### WHAT TO WORK ON
a) Please duplicate the stretch of the crypto scam text from "One prominent example" through "taken in 2020.".
b) In one to three sentences, explain why the crypto scam text calls decentralized finance a Catch-22.

++++ SELECTED PASSAGE ++++

The peer-to-peer technology that powers Bitcoin and other cryptocurrencies is often hailed as safe and secure, since blockchains record the transactions. These records are then viewable by the public. However, like any growing industry with lucrative returns, the crypto world has its fair share of scammers. 

One prominent example was a company called Bitconnect, which ultimately shut down operations in 2018. The scam resulted in a whopping $3.45 billion being stolen. To this day, it’s the biggest example of an initial coin offering (ICO) scam, having promised investors 40% returns for their investment in what turned out to be a Ponzi scheme.

While there hasn’t been another crypto scam as large as Bitconnect to date, crimes involving cryptocurrencies have experienced a surge around the world. A recent report found that scammers took $14 billion worth of crypto in 2021, nearly twice the $7.8 billion taken in 2020. 

ICO scams like Bitconnect are just one type of tactic employed by crypto criminals. In this guide, we’re going to focus on P2P scams and how you can avoid them. 

What Is a P2P Scam in Crypto?

A P2P crypto scam occurs on peer-to-peer (P2P) exchanges that connect sellers and buyers. The platform functions as an arbitrator with an escrow service to facilitate transfers. Scamming occurs when the seller tries to bypass the escrow system by asking for payment from an external medium. After the buyer makes the payment, the seller will claim they didn’t receive the funds and refuse to hold up their side of the deal. In P2P there’s usually some level of trust required, and scammers often abuse this for their own purposes.

P2P platforms connect people who are selling cryptocurrencies with others who are looking to buy. Traders interested in selling cryptocurrencies can create an ad on a P2P platform. The platform then advertises a list of traders who have a buyer’s desired tokens, and the buyer can choose the trader they want to buy from. 

Ideally, when using a P2P platform for trading crypto, both parties should provide an appropriate e-wallet or bank account for completing the transaction. The P2P platform holds the crypto being traded in escrow and releases it once the transaction is successfully completed. While the majority of trades are usually completed without issue, there are malicious actors who may attempt to scam you. 

Decentralized finance can be a bit of a Catch-22. On the one hand, the lack of a singular governing body allows for greater freedom. However, without standardized oversight, scammers are free to commit fraud and deceive unsuspecting investors in a variety of ways. The most common types of scams are as follows:

  • Identity fraud: This occurs when a buyer or seller attempts to use an unknown third party’s payment account to complete a transaction. They may send you this new payment information via chat, and ask you to send the money there. Once you complete the transfer, they’ll claim they didn’t receive the funds.

++++ SUPPLIED RECORDS ++++

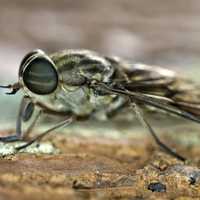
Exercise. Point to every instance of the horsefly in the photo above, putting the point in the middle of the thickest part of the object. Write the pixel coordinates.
(79, 84)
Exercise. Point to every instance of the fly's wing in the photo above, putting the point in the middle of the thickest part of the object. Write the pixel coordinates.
(163, 89)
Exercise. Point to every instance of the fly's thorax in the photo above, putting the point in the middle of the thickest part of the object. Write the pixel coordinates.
(77, 66)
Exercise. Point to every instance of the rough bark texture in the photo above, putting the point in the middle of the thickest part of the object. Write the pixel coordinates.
(95, 167)
(102, 168)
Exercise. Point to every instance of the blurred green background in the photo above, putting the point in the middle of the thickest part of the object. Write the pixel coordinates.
(154, 32)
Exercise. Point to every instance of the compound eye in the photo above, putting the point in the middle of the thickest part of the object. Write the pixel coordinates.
(40, 76)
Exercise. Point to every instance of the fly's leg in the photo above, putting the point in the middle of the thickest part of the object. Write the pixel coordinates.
(143, 121)
(25, 113)
(118, 103)
(40, 136)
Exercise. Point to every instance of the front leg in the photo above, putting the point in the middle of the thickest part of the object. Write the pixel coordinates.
(25, 112)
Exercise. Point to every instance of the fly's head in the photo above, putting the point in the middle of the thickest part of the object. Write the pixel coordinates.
(38, 76)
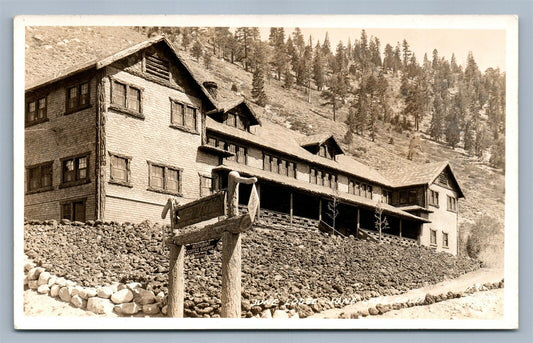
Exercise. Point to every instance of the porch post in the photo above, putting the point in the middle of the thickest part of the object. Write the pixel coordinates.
(358, 223)
(291, 209)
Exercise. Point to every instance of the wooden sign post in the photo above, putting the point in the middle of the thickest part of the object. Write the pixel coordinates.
(213, 206)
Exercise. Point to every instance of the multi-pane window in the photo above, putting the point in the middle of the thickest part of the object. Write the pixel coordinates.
(445, 241)
(73, 210)
(452, 204)
(75, 170)
(432, 237)
(40, 177)
(206, 185)
(183, 115)
(78, 97)
(165, 179)
(434, 198)
(120, 169)
(157, 67)
(126, 97)
(36, 111)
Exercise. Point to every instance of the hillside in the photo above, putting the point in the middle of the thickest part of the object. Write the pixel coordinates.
(483, 185)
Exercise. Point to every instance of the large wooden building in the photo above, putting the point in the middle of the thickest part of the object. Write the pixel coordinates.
(114, 138)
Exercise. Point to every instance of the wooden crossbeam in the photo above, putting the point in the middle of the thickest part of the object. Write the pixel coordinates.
(237, 224)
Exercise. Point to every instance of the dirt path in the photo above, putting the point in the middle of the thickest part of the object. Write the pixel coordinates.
(480, 305)
(460, 284)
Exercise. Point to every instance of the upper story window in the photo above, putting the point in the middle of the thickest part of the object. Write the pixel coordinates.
(74, 170)
(183, 116)
(36, 111)
(452, 204)
(434, 198)
(279, 166)
(39, 177)
(120, 170)
(238, 121)
(158, 67)
(323, 178)
(78, 97)
(360, 189)
(164, 179)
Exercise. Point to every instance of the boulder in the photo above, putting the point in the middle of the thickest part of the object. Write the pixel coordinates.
(104, 292)
(143, 297)
(151, 309)
(64, 294)
(127, 308)
(54, 290)
(280, 314)
(99, 305)
(43, 289)
(122, 296)
(78, 302)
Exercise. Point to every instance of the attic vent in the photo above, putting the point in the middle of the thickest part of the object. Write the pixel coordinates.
(443, 179)
(157, 67)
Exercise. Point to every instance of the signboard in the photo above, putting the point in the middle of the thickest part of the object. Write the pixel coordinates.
(201, 248)
(202, 209)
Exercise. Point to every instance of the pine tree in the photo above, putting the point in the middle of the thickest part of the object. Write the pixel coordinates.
(196, 50)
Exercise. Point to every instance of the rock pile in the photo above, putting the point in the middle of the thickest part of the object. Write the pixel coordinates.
(281, 270)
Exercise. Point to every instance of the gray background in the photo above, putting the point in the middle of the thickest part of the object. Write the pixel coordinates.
(523, 8)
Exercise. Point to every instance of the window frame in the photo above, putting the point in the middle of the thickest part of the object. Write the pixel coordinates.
(77, 181)
(166, 169)
(125, 109)
(37, 120)
(128, 181)
(451, 204)
(42, 188)
(72, 203)
(445, 240)
(433, 233)
(433, 195)
(183, 126)
(79, 106)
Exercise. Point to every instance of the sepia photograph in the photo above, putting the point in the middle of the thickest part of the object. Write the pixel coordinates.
(217, 172)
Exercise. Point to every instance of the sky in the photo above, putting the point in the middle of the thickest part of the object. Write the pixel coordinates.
(487, 46)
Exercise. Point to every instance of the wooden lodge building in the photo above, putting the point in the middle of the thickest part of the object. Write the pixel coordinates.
(114, 138)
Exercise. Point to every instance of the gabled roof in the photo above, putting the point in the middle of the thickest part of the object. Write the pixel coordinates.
(105, 61)
(320, 139)
(284, 141)
(421, 174)
(226, 106)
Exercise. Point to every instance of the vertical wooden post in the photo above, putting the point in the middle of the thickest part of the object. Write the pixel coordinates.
(291, 208)
(176, 281)
(320, 209)
(358, 223)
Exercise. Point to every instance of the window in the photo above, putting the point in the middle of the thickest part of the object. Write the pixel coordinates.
(78, 97)
(120, 170)
(434, 198)
(452, 204)
(74, 170)
(183, 116)
(432, 237)
(39, 177)
(445, 240)
(73, 210)
(157, 67)
(126, 98)
(36, 111)
(206, 185)
(164, 179)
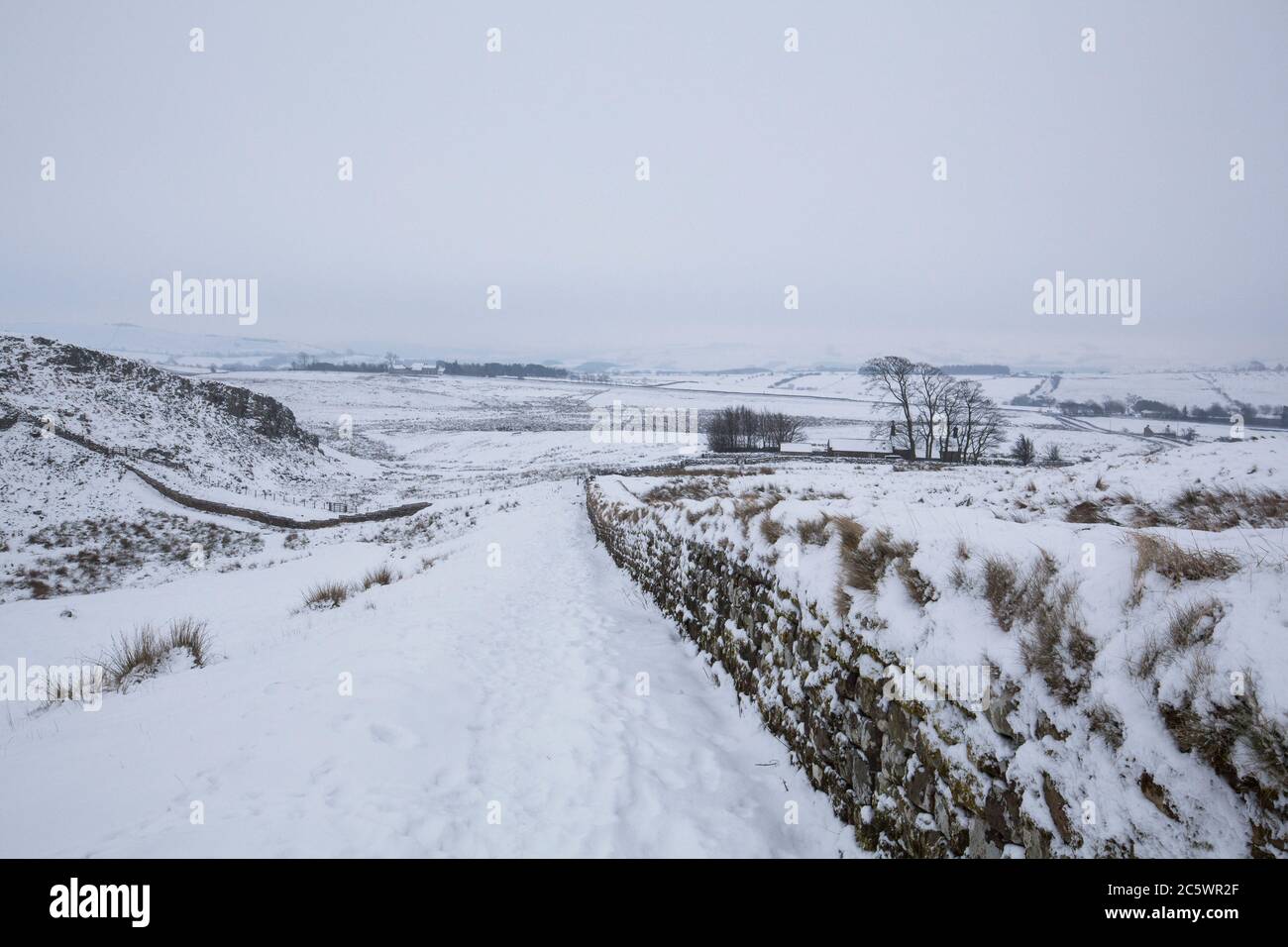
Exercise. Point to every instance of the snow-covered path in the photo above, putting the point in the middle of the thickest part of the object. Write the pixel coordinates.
(494, 710)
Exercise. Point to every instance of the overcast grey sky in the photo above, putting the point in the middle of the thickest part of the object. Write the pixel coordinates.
(768, 169)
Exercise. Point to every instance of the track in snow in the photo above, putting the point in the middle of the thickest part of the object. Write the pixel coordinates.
(477, 690)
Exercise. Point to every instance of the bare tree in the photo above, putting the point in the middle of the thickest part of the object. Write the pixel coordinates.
(931, 389)
(894, 376)
(742, 429)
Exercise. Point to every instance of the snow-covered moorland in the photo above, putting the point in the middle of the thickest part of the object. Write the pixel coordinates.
(480, 678)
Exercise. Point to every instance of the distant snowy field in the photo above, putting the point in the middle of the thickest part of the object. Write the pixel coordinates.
(496, 694)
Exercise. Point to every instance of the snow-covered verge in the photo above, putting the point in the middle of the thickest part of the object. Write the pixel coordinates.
(966, 672)
(507, 694)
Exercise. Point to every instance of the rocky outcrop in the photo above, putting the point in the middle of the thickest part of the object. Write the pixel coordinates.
(268, 416)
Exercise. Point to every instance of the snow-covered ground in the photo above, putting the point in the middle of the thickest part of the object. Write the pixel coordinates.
(481, 693)
(496, 702)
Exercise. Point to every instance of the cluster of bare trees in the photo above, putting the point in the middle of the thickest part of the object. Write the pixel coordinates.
(743, 429)
(928, 408)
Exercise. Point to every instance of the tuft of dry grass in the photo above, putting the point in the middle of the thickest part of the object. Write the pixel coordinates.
(327, 595)
(1179, 565)
(812, 532)
(1189, 625)
(132, 660)
(754, 502)
(864, 564)
(1054, 642)
(1087, 512)
(771, 530)
(381, 575)
(1234, 737)
(1106, 722)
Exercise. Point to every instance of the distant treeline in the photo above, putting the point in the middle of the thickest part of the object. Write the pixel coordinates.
(300, 365)
(975, 368)
(497, 368)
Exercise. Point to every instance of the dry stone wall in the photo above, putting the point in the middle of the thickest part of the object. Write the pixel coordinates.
(900, 772)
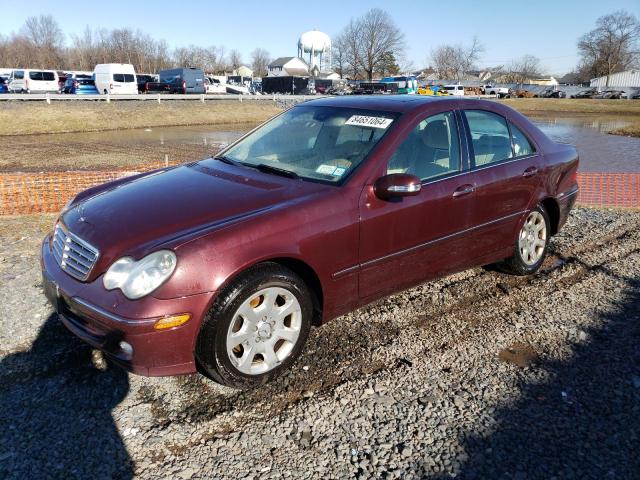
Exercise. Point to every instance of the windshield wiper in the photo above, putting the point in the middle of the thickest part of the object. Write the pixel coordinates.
(275, 170)
(226, 160)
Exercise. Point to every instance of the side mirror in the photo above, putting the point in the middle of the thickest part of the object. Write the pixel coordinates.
(397, 185)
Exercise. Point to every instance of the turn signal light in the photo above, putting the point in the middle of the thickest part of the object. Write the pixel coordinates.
(171, 321)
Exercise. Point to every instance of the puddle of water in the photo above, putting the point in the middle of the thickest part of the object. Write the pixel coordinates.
(598, 150)
(192, 135)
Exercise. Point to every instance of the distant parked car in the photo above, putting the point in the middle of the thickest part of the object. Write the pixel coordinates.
(457, 90)
(433, 90)
(62, 78)
(552, 93)
(28, 81)
(80, 85)
(588, 93)
(612, 94)
(179, 80)
(520, 93)
(493, 90)
(143, 79)
(116, 78)
(213, 85)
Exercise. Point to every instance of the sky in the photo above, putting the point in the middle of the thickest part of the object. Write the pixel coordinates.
(547, 29)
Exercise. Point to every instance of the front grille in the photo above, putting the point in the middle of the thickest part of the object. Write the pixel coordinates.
(74, 255)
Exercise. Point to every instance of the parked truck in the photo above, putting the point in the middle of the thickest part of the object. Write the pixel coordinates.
(497, 91)
(178, 80)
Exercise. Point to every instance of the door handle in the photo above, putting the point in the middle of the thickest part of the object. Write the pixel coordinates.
(463, 190)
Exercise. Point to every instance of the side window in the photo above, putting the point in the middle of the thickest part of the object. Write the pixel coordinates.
(521, 145)
(489, 136)
(431, 150)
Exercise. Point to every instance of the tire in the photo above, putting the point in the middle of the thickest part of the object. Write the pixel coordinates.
(531, 245)
(242, 341)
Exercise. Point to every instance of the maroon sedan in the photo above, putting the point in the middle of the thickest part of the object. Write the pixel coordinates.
(223, 265)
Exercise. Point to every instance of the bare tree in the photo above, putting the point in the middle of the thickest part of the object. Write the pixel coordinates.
(235, 59)
(522, 70)
(339, 48)
(47, 38)
(351, 39)
(379, 38)
(453, 61)
(260, 59)
(612, 46)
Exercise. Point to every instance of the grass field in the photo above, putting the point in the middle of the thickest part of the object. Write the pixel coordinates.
(23, 118)
(624, 109)
(20, 118)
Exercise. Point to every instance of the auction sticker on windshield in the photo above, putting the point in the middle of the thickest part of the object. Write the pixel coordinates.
(366, 121)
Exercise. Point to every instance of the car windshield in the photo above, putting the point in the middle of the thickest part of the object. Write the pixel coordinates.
(321, 143)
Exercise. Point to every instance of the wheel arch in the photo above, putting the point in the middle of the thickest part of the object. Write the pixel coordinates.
(300, 268)
(553, 210)
(310, 278)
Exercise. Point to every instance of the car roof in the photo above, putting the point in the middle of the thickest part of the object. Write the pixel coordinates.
(389, 103)
(394, 103)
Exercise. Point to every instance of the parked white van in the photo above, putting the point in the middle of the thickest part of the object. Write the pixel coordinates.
(116, 78)
(28, 81)
(455, 89)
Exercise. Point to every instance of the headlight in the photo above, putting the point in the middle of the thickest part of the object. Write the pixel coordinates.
(139, 278)
(65, 209)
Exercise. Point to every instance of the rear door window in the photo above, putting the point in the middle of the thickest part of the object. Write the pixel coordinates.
(521, 144)
(431, 150)
(489, 137)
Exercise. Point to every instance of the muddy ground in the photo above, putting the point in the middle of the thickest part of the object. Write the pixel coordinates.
(36, 117)
(109, 150)
(477, 375)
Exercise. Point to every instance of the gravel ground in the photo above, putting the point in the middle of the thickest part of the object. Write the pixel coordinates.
(477, 375)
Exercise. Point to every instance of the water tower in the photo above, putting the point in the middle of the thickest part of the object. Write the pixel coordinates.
(315, 48)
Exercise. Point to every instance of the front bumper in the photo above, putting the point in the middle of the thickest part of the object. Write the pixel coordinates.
(104, 319)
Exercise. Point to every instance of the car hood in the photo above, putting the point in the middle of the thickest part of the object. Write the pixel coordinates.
(136, 216)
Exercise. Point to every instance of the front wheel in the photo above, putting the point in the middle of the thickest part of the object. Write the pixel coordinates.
(531, 244)
(256, 328)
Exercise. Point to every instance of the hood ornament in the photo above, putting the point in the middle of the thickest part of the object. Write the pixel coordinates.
(81, 217)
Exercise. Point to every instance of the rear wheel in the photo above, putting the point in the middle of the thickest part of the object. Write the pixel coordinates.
(531, 244)
(256, 328)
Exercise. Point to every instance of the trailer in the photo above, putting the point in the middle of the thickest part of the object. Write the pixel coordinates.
(289, 84)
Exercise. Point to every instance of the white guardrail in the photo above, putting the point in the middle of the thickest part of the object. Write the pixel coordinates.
(54, 97)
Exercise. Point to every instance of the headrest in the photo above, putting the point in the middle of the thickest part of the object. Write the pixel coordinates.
(436, 135)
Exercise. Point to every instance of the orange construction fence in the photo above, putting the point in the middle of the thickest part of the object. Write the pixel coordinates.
(47, 192)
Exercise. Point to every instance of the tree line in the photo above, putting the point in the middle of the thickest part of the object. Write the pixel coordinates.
(369, 46)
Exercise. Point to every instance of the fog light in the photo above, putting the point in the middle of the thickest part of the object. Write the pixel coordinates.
(171, 321)
(126, 348)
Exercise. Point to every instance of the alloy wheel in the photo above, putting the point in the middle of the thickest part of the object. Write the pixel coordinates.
(264, 330)
(533, 238)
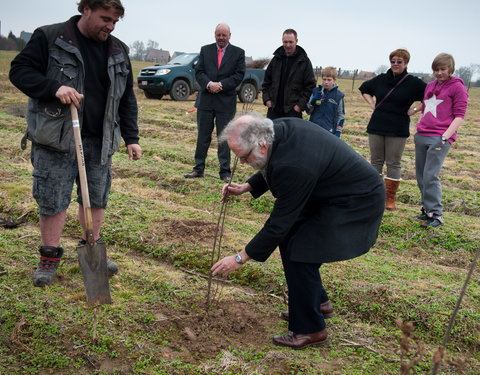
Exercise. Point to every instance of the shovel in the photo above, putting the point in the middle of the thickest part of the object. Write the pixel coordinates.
(92, 256)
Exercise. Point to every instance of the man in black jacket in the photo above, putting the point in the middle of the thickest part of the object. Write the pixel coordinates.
(289, 79)
(328, 208)
(59, 64)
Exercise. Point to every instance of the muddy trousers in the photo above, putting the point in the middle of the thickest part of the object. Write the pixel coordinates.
(430, 154)
(389, 151)
(206, 122)
(305, 293)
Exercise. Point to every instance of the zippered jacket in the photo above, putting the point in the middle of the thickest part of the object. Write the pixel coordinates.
(52, 59)
(328, 108)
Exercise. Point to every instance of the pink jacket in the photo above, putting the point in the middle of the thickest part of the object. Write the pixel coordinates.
(442, 103)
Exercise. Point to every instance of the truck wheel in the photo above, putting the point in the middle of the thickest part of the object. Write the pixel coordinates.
(180, 90)
(247, 93)
(149, 95)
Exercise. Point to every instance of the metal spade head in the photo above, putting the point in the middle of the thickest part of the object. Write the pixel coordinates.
(93, 262)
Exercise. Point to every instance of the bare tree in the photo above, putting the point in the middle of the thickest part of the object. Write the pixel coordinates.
(151, 44)
(137, 50)
(465, 73)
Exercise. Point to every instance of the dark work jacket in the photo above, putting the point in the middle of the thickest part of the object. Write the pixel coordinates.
(52, 59)
(391, 118)
(298, 85)
(329, 199)
(230, 75)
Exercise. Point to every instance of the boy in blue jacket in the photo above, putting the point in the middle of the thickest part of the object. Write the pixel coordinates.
(326, 105)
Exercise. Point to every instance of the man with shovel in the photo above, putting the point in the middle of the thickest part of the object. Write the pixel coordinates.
(329, 205)
(61, 64)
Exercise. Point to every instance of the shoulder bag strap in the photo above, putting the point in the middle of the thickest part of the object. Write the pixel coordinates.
(391, 90)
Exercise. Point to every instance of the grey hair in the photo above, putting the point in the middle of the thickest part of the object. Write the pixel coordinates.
(251, 129)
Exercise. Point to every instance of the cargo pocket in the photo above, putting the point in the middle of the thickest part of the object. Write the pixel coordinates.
(43, 190)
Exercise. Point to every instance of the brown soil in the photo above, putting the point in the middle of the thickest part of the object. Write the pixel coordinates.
(202, 336)
(187, 230)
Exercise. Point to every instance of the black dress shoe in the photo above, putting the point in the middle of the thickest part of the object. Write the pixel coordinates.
(193, 174)
(326, 308)
(301, 340)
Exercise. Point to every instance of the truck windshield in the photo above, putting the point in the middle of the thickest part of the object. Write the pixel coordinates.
(183, 59)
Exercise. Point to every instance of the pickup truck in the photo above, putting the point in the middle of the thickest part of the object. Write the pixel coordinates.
(177, 79)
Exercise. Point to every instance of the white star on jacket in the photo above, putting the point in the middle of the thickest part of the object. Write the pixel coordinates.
(431, 105)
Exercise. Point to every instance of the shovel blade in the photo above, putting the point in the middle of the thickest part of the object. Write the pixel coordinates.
(93, 262)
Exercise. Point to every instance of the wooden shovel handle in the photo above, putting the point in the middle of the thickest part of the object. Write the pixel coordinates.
(83, 175)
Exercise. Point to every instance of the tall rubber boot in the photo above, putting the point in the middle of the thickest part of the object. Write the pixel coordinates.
(391, 187)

++++

### ANSWERS TO THE EXERCISES
a)
One prominent example was a company called Bitconnect, which ultimately shut down operations in 2018. The scam resulted in a whopping $3.45 billion being stolen. To this day, it’s the biggest example of an initial coin offering (ICO) scam, having promised investors 40% returns for their investment in what turned out to be a Ponzi scheme.

While there hasn’t been another crypto scam as large as Bitconnect to date, crimes involving cryptocurrencies have experienced a surge around the world. A recent report found that scammers took $14 billion worth of crypto in 2021, nearly twice the $7.8 billion taken in 2020.

b) With no single governing body, decentralized finance allows greater freedom. That same lack of standardized oversight also leaves scammers free to commit fraud and deceive unsuspecting investors in a variety of ways.